▶ [TEXT SHOWN]

◆ ◆ ◆ ◆ ◆ ◆ ◆

In 67d8bb9, we introduced lazy rollback for records, such that the
record's internal states and attributes are not restored immediately
after a transaction rollback, but deferred until they are first
accessed.
This optimization is only performed when the model does not have any
transactional callbacks (e.g. `after_commit` and `after_create`).
Unfortunately, the models used to test the affected codepaths all
comes with some sort of transactional callbacks. Therefore this
codepath remains largely untested until now and as a result there are
a few issues in the implementation that remains hidden until now.
First, the `sync_with_transaction_state` (or more accurately,
`update_attributes_from_transaction_state`) would perform the
synchronization prematurely before a transaction is finalized (i.e.
comitted or rolled back). As a result, when the actuall rollback
happens, the record will incorrectly assumes that its internal states
match the transaction state, and neglect to perform the restore.

◆ ◆ ◆ ◆ ◆ ◆ ◆

▶ [EXERCISE INPUTS]
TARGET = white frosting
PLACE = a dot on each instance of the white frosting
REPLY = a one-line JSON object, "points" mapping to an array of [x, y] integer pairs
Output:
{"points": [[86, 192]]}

◆ ◆ ◆ ◆ ◆ ◆ ◆

▶ [DIRECTIVE A] Output the commit message between "This optimization is" and "hidden until now.", inclusive.
▶ [DIRECTIVE B] Add 65 to every coordinate value in the answers of the listing, and reproduce each of its lines in full, requests included.
The commit message and the listing are unrelated to each other.

▶ [WRITTEN SOLUTION A]
This optimization is only performed when the model does not have any
transactional callbacks (e.g. `after_commit` and `after_create`).
Unfortunately, the models used to test the affected codepaths all
comes with some sort of transactional callbacks. Therefore this
codepath remains largely untested until now and as a result there are
a few issues in the implementation that remains hidden until now.

▶ [WRITTEN SOLUTION B]
TARGET = white frosting
PLACE = a dot on each instance of the white frosting
REPLY = a one-line JSON object, "points" mapping to an array of [x, y] integer pairs
Output:
{"points": [[151, 257]]}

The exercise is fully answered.